### SELECTED EXCERPT
───

Immigration levels were still high in the year to March with 437,440 people moving to Australia on a net permanent and long-term basis, with this net figure factoring in skilled migrants and international students.
The Institute of Public Affairs think tank noted that since Labor came to power in May 2022, Australia’s GDP per capita had fallen by 1.7 per as the population grew by 5.9 per cent.
IPA fellow Kevin You said this simply made Australians poorer.
‘As the federal government has relied on the lazy approach of mass migration to keep the aggregate economy afloat, the overall economic pie may have continued to grow at a headline level, but each Australian is being left with an ever-shrinking slice,’ he said.
Treasurer Jim Chalmers trumpeted a 0.2 per cent increase in GDP for the quarter not adjusted for population – and 1.3 per cent for the year as an achievement.
‘Today’s national accounts show that our economy continues to grow in the face of substantial economic headwinds at home and abroad,’ he said.
‘While overall growth in the Australian economy remains subdued, the private sector recovery we have planned and prepared for is gradually taking hold.
Gross domestic product per capita – or the average amount produced by every Australian – shrunk by 0.2 per cent in the March quarter, new national accounts data released on Wednesday showed (pictured is Prime Minister Anthony Albanese)
‘With all the uncertainty in the world, any growth is a decent outcome.’
Australia is not in a technical recession, where GDP contracts for two consecutive quarters, but the latest figures reflect an entrenched malaise in the economy.
The 1.3 per cent annual growth pace is well below the long-run average of three per cent, despite Australia pump priming the economy with rapid population growth to drive economic activity and consumer spending.
‘This risk has been exacerbated by global uncertainties relating to US trade policy which has weighed on confidence and the willingness to invest and spend,’ Mr Bustamante said.
‘Without a material pick-up in private demand the economy could be set for a period of subdued growth.’
Oxford Economics lead economist Ben Udy said weak economic activity could see the Reserve Bank cut interest rates again on July 8, even though June quarter inflation data isn’t due for release until the end of next month.

───

### GIVEN ENTRIES
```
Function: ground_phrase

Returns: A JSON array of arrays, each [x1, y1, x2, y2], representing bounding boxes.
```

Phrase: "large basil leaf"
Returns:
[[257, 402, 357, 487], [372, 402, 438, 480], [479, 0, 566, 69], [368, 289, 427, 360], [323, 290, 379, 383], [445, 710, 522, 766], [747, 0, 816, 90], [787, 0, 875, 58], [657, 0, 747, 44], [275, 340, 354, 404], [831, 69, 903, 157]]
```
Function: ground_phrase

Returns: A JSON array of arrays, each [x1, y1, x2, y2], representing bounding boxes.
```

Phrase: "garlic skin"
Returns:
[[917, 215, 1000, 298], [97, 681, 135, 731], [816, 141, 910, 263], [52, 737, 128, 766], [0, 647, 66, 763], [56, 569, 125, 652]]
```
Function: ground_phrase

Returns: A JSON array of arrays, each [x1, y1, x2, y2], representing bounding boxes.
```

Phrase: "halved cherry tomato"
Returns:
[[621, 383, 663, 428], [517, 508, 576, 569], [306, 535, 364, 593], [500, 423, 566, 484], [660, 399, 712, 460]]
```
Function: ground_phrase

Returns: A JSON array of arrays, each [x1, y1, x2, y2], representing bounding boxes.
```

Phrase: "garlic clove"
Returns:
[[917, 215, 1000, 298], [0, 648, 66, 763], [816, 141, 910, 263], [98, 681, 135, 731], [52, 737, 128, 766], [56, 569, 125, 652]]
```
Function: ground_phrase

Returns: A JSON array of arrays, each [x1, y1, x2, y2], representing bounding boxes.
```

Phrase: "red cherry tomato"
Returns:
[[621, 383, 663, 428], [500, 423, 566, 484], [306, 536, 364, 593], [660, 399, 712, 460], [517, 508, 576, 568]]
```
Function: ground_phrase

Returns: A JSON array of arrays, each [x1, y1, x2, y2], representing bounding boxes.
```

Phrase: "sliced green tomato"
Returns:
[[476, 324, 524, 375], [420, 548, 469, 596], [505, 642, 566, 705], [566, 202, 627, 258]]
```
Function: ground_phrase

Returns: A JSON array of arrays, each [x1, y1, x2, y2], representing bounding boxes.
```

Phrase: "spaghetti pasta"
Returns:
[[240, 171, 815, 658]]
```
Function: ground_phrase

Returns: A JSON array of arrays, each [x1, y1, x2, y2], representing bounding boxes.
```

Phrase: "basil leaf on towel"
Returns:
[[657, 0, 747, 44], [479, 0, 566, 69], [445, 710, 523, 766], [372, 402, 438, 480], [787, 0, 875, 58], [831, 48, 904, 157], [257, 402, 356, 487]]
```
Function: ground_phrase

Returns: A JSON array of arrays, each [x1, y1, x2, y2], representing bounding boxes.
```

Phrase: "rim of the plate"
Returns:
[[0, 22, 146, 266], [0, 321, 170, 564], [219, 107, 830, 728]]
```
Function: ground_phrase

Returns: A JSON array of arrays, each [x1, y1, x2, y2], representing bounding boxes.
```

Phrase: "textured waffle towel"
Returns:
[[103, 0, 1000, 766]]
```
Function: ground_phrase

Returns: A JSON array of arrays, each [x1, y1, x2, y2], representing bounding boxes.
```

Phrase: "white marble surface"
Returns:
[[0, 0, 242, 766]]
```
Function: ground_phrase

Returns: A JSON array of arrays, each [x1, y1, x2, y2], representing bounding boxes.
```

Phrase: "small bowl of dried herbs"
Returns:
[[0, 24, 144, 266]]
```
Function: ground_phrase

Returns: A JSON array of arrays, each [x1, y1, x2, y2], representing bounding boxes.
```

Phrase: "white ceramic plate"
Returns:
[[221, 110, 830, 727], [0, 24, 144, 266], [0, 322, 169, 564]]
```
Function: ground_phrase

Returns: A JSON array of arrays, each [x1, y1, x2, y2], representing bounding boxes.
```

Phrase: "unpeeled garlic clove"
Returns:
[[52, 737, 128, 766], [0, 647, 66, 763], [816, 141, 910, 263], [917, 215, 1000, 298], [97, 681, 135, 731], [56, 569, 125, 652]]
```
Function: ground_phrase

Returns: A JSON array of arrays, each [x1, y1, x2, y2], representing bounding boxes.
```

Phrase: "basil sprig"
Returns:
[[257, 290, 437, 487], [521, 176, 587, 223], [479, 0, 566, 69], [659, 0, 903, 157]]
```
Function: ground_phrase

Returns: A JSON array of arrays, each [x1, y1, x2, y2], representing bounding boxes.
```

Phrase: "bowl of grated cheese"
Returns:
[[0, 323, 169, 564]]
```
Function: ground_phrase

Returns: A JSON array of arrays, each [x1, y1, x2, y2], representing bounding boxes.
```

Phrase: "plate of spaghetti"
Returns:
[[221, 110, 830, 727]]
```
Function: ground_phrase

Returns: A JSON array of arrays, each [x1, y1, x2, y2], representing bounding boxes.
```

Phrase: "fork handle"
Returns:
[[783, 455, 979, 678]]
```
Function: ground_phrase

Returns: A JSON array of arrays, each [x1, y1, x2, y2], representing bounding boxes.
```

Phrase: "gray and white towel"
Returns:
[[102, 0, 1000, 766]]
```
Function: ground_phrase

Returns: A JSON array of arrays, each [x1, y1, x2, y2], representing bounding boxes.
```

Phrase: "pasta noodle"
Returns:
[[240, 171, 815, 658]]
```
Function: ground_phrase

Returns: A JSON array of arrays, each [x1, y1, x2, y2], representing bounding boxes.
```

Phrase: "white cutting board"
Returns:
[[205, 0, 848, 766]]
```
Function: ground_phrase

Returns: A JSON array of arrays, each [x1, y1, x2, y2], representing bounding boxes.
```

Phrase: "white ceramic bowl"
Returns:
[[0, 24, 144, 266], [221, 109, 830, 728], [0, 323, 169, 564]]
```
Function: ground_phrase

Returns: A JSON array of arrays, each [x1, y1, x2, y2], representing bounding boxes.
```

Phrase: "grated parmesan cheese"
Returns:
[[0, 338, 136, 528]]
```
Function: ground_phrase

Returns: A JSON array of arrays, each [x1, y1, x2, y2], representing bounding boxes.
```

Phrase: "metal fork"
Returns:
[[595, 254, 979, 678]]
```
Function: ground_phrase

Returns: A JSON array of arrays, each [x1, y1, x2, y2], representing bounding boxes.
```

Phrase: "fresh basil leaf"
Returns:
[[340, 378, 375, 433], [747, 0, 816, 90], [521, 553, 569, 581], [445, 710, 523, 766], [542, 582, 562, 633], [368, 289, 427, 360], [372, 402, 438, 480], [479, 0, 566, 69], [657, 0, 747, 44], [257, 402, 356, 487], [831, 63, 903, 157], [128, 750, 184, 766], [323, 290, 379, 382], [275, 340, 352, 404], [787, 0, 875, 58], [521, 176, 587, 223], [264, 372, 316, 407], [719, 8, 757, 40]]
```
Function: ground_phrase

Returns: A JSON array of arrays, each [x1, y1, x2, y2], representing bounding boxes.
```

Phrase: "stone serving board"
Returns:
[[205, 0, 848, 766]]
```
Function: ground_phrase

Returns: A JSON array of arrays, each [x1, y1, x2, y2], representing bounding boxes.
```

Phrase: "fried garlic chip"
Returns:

───

### PROBLEM A
Using the passage on Australia's economy, state whether each statement agrees with it: (i) the net migration figure for the year to March excluded international students; (ii) Australia is not in a technical recession; (iii) the 1.3 per cent annual growth pace is above the long-run average. For each, answer yes or no and quote the words of the passage that decide it.
### PROBLEM B
Quote the passage on Australia's economy, starting with "The Institute of" and going on through "5.9 per cent.".
The items play no role in what is asked here.

### EXPECTED OUTPUT A
(i) No: "with this net figure factoring in skilled migrants and international students"
(ii) Yes: "Australia is not in a technical recession"
(iii) No: "The 1.3 per cent annual growth pace is well below the long-run average of three per cent"

### EXPECTED OUTPUT B
The Institute of Public Affairs think tank noted that since Labor came to power in May 2022, Australia’s GDP per capita had fallen by 1.7 per as the population grew by 5.9 per cent.